Valentina Skakun for HasData

Posted on Jun 3

How to Build an Email Scraper (with Code + Free Tool)

#programming #python #tutorial #hasdata

This tutorial is for those who want to build their own email scraper. At the end, I’ll show an improved version – a Streamlit app that anyone can use (and check the source code on GitHub).

Step 1: Get the Page Source Code

Before scraping emails, you need the raw HTML. You’ve got two ways to get it: either use a web scraping API or do it yourself with requests or headless browser tools like Selenium or Playwright.

Option A: Use a Scraping API

For sites that load content dynamically or block scrapers, APIs like HasData make life easier. They handle proxies, captchas, and JavaScript.
First, import the libraries, set variables (HasData API key, URL), and the request headers:

import requests
import json

api_key = "YOUR-API-KEY"
url= "https://example.com"

headers = {
    'Content-Type': 'application/json',
    'x-api-key': api_key
}

Then set up the request body with the target URL and extractEmails: true. This tells the API to return both the page content and a list of emails.

payload = json.dumps({
    "url": url,
    "proxyType": "datacenter",
    "proxyCountry": "US",
    "jsRendering": True,
    "extractEmails": True,
})

Now, make the request:

response = requests.post("https://api.hasdata.com/scrape/web", headers=headers, data=payload)

If you’re sticking with this method, jump to the next part – handling the API response.

Option B: Use Python’s `requests` Library

For static pages or quick tests, or if you just don’t want to mess with APIs, use requests to fetch the page:

import requests
import re

found_emails = set()
url = "https://example.com"
response = requests.get(url, timeout=10)

Next, we’ll extract emails, but we’ll get to that soon.

Step 2: Extract Email Addresses

Once you have the HTML, there are a couple of ways to extract emails.

Option A: Using the API’s Built-in Email Extractor

After the HasData API request:

response = requests.post("https://api.hasdata.com/scrape/web", headers=headers, data=payload)
- - - - -
• _Requirements_
• 1. Put the lines of the entries below into a numbered list, running from the first line of the entries through the line holding "(630, 1142)", inclusive. Leave out blank lines and the picture.
• 2. Write the part of the email scraper tutorial above that follows its last line.
- - - - -
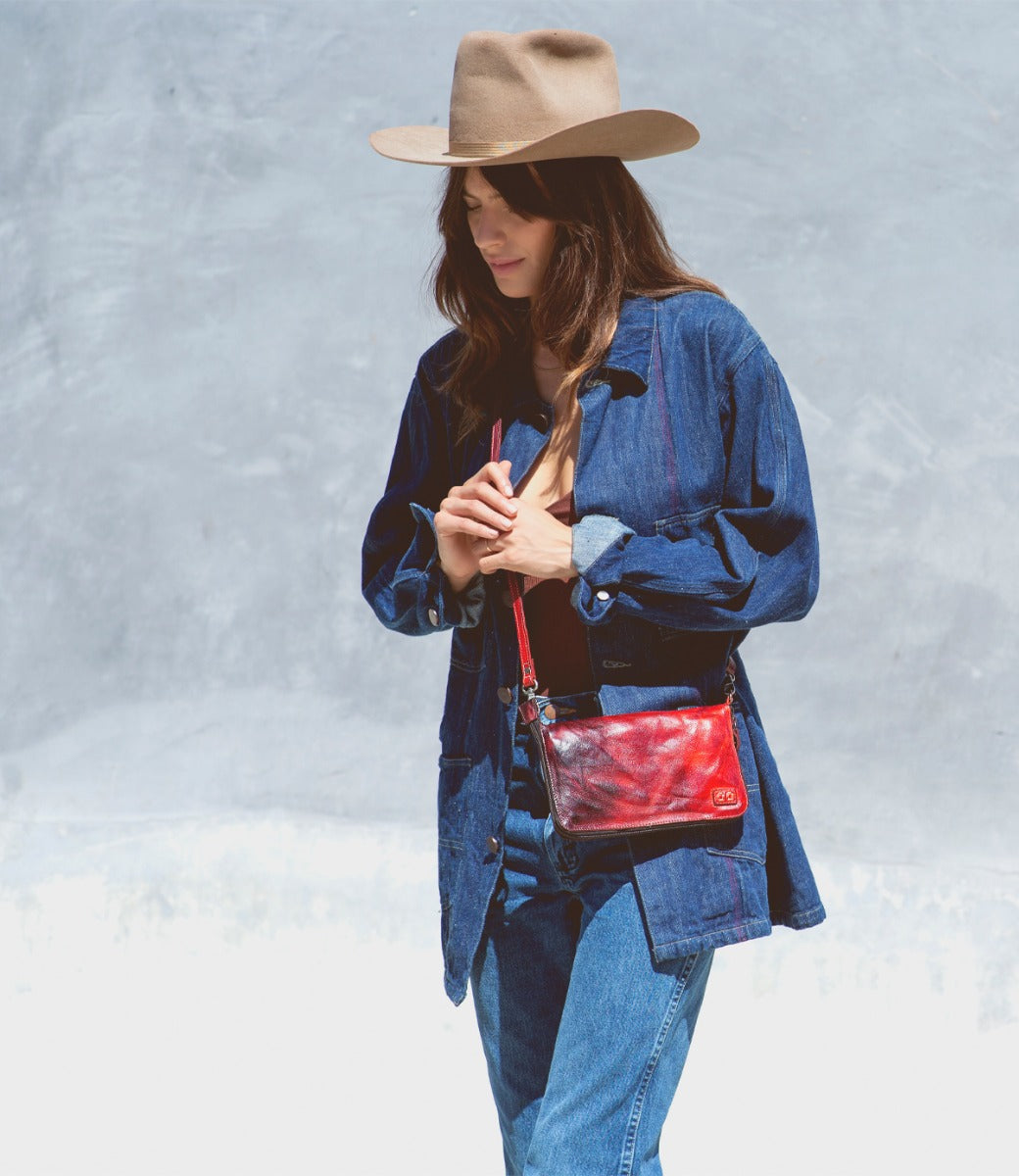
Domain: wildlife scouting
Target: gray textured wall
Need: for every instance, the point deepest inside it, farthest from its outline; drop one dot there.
(212, 305)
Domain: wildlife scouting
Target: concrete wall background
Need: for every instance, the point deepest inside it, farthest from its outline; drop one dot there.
(213, 301)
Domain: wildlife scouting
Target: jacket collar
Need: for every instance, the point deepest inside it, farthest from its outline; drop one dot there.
(630, 352)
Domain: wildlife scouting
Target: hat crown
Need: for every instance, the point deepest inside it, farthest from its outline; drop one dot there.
(513, 88)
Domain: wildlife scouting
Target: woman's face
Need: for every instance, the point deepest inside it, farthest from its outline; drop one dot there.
(516, 250)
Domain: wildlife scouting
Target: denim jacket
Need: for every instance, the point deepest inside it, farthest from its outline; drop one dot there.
(695, 523)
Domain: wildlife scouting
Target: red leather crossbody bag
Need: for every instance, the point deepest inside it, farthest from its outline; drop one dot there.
(619, 775)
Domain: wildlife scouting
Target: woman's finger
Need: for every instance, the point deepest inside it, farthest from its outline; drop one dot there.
(476, 510)
(495, 473)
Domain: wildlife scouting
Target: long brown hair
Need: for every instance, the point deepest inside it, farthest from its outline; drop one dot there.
(608, 245)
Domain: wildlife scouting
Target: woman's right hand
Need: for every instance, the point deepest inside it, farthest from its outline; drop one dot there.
(482, 509)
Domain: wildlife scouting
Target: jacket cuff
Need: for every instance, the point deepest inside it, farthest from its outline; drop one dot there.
(443, 607)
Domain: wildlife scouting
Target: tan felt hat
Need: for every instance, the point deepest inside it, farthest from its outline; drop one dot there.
(547, 94)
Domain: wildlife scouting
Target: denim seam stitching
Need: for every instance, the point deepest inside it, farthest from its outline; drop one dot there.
(630, 1142)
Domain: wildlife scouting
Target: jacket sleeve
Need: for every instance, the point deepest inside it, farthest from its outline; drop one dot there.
(401, 577)
(750, 562)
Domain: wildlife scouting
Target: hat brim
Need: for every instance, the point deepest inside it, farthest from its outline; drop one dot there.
(629, 134)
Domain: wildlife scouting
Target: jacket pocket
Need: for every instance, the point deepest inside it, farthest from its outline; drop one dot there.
(744, 838)
(453, 773)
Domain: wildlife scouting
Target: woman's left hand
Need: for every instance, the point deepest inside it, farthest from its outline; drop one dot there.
(537, 546)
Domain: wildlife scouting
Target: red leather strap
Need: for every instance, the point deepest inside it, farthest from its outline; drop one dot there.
(528, 680)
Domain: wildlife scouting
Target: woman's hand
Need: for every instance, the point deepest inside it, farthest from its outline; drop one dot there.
(537, 545)
(471, 515)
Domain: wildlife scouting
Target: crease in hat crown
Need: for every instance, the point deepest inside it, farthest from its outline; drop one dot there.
(543, 94)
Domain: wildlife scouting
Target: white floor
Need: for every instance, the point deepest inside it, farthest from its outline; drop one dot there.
(242, 989)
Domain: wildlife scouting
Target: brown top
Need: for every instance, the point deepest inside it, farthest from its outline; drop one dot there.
(558, 645)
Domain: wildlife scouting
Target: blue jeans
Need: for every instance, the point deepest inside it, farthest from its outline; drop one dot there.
(585, 1038)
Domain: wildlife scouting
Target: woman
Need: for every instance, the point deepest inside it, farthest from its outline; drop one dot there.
(653, 495)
- - - - -
• _Answers to the exercises_
• 1.
1. Domain: wildlife scouting
2. Target: gray textured wall
3. Need: for every instance, the point deepest inside it, farthest from its outline; drop one dot there.
4. (212, 305)
5. Domain: wildlife scouting
6. Target: concrete wall background
7. Need: for every instance, the point deepest inside it, farthest from its outline; drop one dot there.
8. (213, 301)
9. Domain: wildlife scouting
10. Target: jacket collar
11. Need: for every instance, the point deepest inside it, farthest from its outline; drop one dot there.
12. (630, 352)
13. Domain: wildlife scouting
14. Target: hat crown
15. Need: for every instance, the point deepest inside it, farthest from its outline; drop one dot there.
16. (513, 88)
17. Domain: wildlife scouting
18. Target: woman's face
19. Need: for every instance, the point deepest inside it, farthest from its outline; drop one dot there.
20. (516, 250)
21. Domain: wildlife scouting
22. Target: denim jacket
23. Need: for every instance, the point deepest inside it, farthest from its outline; drop one dot there.
24. (695, 523)
25. Domain: wildlife scouting
26. Target: red leather crossbody bag
27. Need: for every instance, the point deepest inside it, farthest from its outline; drop one dot there.
28. (619, 775)
29. Domain: wildlife scouting
30. Target: woman's finger
31. Need: for every instance, the point deepest inside it, farthest from its outline; drop one dot there.
32. (476, 510)
33. (495, 473)
34. Domain: wildlife scouting
35. Target: long brown hair
36. Need: for every instance, the point deepest inside it, farthest from its outline; drop one dot there.
37. (608, 245)
38. Domain: wildlife scouting
39. Target: woman's right hand
40. Need: for every instance, the point deepest inside it, farthest from its outline; drop one dot there.
41. (482, 509)
42. Domain: wildlife scouting
43. Target: jacket cuff
44. Need: for every instance, the point deepest inside it, farthest from its outline; drop one dot there.
45. (443, 607)
46. Domain: wildlife scouting
47. Target: tan felt hat
48. Need: for every instance, the point deepest inside it, farthest from its outline; drop one dot there.
49. (547, 94)
50. Domain: wildlife scouting
51. Target: denim seam stitching
52. Need: for every instance, the point deepest inside it, farthest from its outline; drop one dot there.
53. (630, 1142)

• 2.
Parse the response and extract the email data:

data = response.json()
emails = data.get("emails", [])

Print the results:

print(url, " | ", emails)

It’s not much use to save emails from just one site, but we’ll handle saving after wrapping this in a loop.

Option B: Use Regex to Extract Emails from HTML

If you’re going the hard way, use regex to extract emails matching a pattern:

if response.status_code == 200:
    email_pattern = r"[A-Za-z0-9._%+-]+@[A-Za-z0-9.-]+\.[A-Z|a-z]{2,}"
    emails = re.findall(email_pattern, response.text)
    for email in emails:
        found_emails.add((url, email))
else:
    print(f"[{response.status_code}] {url}")

I did it this way to catch duplicate emails scattered around the page.

Step 3: Loop Through Multiple URLs

To scrape more than one site, load a list of URLs from a file or a variable:

with open("urls.txt", "r", encoding="utf-8") as file:
    urls = [line.strip() for line in file if line.strip()]

Then loop through them, scraping each and collecting emails:

for url in urls:

Don’t forget a variable to store all found emails:

results = []

Add new pairs of URL and emails:

        results.append({
            "url": url,
            "emails": emails
        })

The code stays the same whether you use the API or scrape without it.

Step 4: Save the Results

Finally, save the collected emails. The easiest way is to write them to JSON:

with open("results.json", "w", encoding="utf-8") as json_file:
    json.dump(results, json_file, ensure_ascii=False, indent=2)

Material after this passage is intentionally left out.